* [Dataset content]
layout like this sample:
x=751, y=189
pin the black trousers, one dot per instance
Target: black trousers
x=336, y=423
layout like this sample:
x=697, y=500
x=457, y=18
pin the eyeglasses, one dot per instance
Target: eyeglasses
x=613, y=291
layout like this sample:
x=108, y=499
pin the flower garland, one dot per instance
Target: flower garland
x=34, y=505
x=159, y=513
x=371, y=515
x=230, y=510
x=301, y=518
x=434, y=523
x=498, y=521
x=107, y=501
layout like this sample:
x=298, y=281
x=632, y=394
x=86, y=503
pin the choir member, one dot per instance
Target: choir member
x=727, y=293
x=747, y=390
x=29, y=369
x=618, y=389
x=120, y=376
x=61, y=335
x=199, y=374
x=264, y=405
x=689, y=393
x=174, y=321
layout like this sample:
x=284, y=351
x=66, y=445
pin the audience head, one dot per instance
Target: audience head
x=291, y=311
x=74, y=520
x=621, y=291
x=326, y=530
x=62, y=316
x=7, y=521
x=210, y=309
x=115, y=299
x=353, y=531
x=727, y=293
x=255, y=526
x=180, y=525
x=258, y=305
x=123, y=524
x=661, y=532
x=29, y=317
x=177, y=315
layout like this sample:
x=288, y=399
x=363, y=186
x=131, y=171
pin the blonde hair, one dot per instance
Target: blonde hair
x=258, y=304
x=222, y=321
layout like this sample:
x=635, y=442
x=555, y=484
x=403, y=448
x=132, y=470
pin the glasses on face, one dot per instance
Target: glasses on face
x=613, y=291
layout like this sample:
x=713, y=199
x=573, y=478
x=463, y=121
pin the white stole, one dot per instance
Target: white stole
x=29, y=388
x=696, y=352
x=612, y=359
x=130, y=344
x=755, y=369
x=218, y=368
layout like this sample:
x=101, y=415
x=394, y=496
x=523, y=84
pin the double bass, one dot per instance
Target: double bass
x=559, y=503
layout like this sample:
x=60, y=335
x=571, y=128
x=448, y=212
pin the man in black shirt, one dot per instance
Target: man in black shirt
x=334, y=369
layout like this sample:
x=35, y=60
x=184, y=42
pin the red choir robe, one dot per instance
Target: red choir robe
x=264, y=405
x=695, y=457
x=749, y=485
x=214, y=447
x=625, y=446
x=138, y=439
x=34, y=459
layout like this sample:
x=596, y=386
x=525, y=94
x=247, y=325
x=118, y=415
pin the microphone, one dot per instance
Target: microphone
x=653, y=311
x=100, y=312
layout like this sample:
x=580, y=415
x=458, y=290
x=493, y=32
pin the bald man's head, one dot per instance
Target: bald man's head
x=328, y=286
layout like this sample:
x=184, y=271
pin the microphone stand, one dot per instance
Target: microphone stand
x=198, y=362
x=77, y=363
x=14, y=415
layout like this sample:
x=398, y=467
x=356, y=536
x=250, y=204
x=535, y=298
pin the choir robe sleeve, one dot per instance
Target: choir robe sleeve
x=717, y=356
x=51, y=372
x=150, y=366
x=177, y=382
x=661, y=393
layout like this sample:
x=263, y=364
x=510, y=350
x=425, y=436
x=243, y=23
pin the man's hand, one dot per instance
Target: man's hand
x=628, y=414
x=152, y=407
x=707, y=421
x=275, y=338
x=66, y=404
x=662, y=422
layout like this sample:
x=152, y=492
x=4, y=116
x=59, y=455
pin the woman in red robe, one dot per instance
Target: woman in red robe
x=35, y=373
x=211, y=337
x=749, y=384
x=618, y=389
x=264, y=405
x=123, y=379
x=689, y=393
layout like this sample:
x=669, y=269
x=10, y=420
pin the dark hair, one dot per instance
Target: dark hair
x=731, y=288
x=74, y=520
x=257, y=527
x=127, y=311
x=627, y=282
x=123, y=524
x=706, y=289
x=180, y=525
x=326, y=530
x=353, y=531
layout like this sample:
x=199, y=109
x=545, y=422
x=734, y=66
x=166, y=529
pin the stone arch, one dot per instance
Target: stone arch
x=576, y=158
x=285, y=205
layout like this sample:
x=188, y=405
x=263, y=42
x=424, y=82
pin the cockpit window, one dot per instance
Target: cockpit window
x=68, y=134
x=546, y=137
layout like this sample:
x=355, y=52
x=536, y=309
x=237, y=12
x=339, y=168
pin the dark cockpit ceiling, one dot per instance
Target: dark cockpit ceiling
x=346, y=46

* [Problem] Reproduce the material above in full, exactly.

* [Exercise output]
layout like this sample:
x=751, y=189
pin the black trousers, one dot per instance
Target: black trousers
x=336, y=423
layout like this sample:
x=697, y=500
x=457, y=18
pin the eyeglasses, one dot per instance
Target: eyeglasses
x=613, y=291
layout like this sample:
x=108, y=499
pin the flower garland, one dot per instance
Target: flower garland
x=34, y=505
x=159, y=513
x=371, y=515
x=230, y=510
x=301, y=518
x=434, y=523
x=498, y=521
x=107, y=501
layout like this sample:
x=298, y=281
x=632, y=394
x=86, y=503
pin the choir member, one dot per instance
Target: choir member
x=727, y=293
x=747, y=390
x=29, y=369
x=618, y=389
x=120, y=376
x=61, y=335
x=199, y=374
x=264, y=405
x=689, y=393
x=174, y=321
layout like this sample:
x=284, y=351
x=66, y=445
pin the audience head, one dot per instance
Target: audience head
x=291, y=311
x=74, y=520
x=621, y=291
x=326, y=530
x=62, y=316
x=7, y=521
x=210, y=309
x=115, y=299
x=353, y=531
x=727, y=293
x=255, y=526
x=180, y=525
x=258, y=305
x=123, y=524
x=661, y=532
x=29, y=317
x=177, y=315
layout like this sample:
x=288, y=399
x=363, y=186
x=131, y=171
pin the blonde hair, one dot per instance
Target: blonde hair
x=258, y=304
x=222, y=321
layout like this sample:
x=635, y=442
x=555, y=484
x=403, y=448
x=132, y=470
pin the glasses on face, one dot per instance
Target: glasses on face
x=613, y=291
layout like this sample:
x=713, y=199
x=573, y=478
x=463, y=121
pin the white stole, one dot per instance
Target: white stole
x=29, y=388
x=696, y=352
x=612, y=359
x=130, y=344
x=755, y=369
x=218, y=368
layout like this sample:
x=101, y=415
x=394, y=496
x=523, y=84
pin the double bass, one dot per instance
Target: double bass
x=559, y=503
layout like this sample:
x=60, y=335
x=571, y=128
x=448, y=212
pin the man in black shirt, one dot per instance
Target: man in black shirt
x=334, y=369
layout like this sample:
x=35, y=60
x=184, y=42
pin the red choir robe, one dot per instance
Target: red choir robe
x=264, y=405
x=695, y=457
x=749, y=485
x=214, y=447
x=625, y=446
x=138, y=439
x=34, y=459
layout like this sample:
x=596, y=386
x=525, y=94
x=247, y=325
x=118, y=415
pin the microphone, one dot per instance
Target: microphone
x=653, y=311
x=100, y=312
layout like this sample:
x=580, y=415
x=458, y=290
x=493, y=32
pin the bald man's head, one dot per instance
Target: bald man's head
x=328, y=286
layout like this sample:
x=184, y=271
pin the microphone stand, one dot per instance
Target: microphone stand
x=198, y=362
x=77, y=363
x=14, y=415
layout like this sample:
x=398, y=467
x=356, y=536
x=250, y=204
x=535, y=298
pin the choir robe sleeve, one dot per instance
Target: choir robe sleeve
x=717, y=356
x=51, y=372
x=150, y=366
x=177, y=382
x=661, y=393
layout like this sample:
x=263, y=364
x=510, y=350
x=425, y=436
x=243, y=23
pin the man's hand, one dot per instance
Target: man's hand
x=628, y=414
x=152, y=407
x=707, y=421
x=275, y=338
x=66, y=404
x=662, y=422
layout like this sample:
x=152, y=492
x=4, y=116
x=59, y=455
pin the woman in red robe, one dot per instance
Target: woman in red robe
x=35, y=373
x=211, y=337
x=749, y=384
x=618, y=389
x=264, y=405
x=123, y=379
x=689, y=393
layout like this sample:
x=669, y=269
x=10, y=420
pin the dark hair, one dot per instance
Target: dark hair
x=731, y=288
x=74, y=520
x=257, y=527
x=127, y=311
x=627, y=282
x=123, y=524
x=706, y=289
x=180, y=525
x=326, y=530
x=353, y=531
layout like this sample:
x=199, y=109
x=545, y=422
x=734, y=66
x=166, y=529
pin the stone arch, one dot per instance
Target: stone arch
x=576, y=158
x=285, y=205
layout like this sample:
x=188, y=405
x=263, y=42
x=424, y=82
pin the cockpit window, one dot per instance
Target: cockpit window
x=68, y=134
x=546, y=137
layout like this sample:
x=355, y=52
x=536, y=309
x=237, y=12
x=339, y=168
pin the dark cockpit ceiling, one dot per instance
Target: dark cockpit ceiling
x=346, y=46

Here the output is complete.